_SUPPLIED DATA_.
□ □ □

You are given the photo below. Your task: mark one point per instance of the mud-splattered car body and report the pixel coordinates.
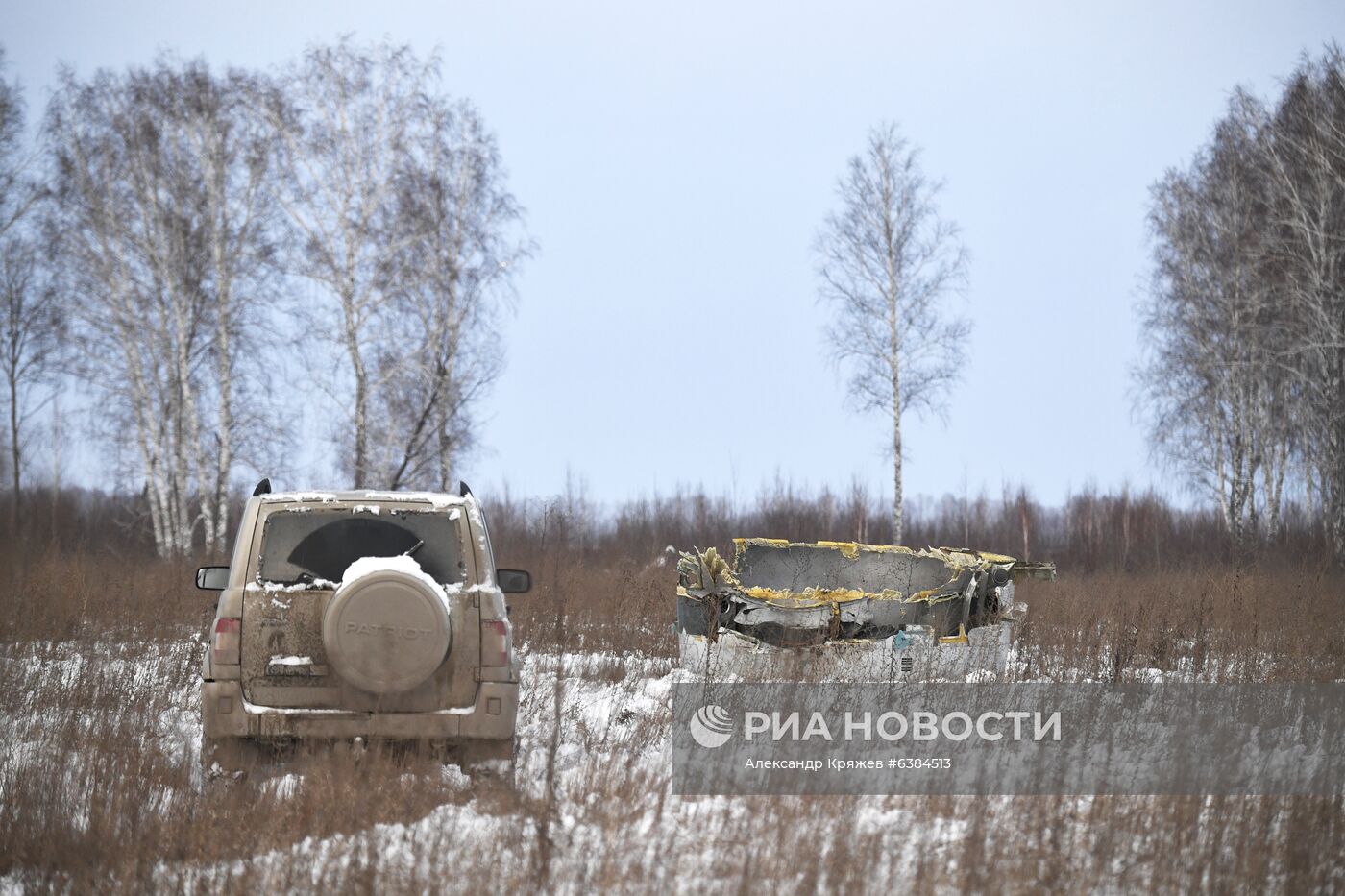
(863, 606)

□ □ □

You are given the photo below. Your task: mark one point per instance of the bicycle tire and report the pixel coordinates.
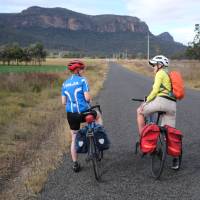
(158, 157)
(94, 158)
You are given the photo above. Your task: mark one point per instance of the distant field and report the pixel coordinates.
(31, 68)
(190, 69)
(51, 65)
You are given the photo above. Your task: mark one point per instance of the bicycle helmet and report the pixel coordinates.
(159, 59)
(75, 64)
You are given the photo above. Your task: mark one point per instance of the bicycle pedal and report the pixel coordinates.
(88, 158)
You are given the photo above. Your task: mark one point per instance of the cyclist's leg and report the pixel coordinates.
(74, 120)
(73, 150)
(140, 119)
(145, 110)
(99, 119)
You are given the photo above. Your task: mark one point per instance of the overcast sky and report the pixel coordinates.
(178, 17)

□ □ □

_THE REQUEST_.
Return each line of the records above that contains the word "Your".

_ANSWER TO THIS TASK_.
You are given the photo below. Your task: mark one point per instance of the mud-splattered car body and report the pixel coordinates.
You are given the photo below. Your task: mark one point per instance of the bicycle tire and report the pixel coordinates.
You are given the photo above. Your task: mark one point per instance of the distant field and report the pixel coordinates.
You are given the photo above. Your task: mark one point per instance of the bicycle helmet and report the pixel coordinates.
You are given the photo above. Your task: mark one point per instance of the bicycle pedal and report the pixel coordinates.
You are given the photo above. Your task: mark one point per instance of the cyclist's leg and report the pixel coordinates.
You are given the photo above. Your task: mark one point per instance of the overcast sky and report the pixel coordinates.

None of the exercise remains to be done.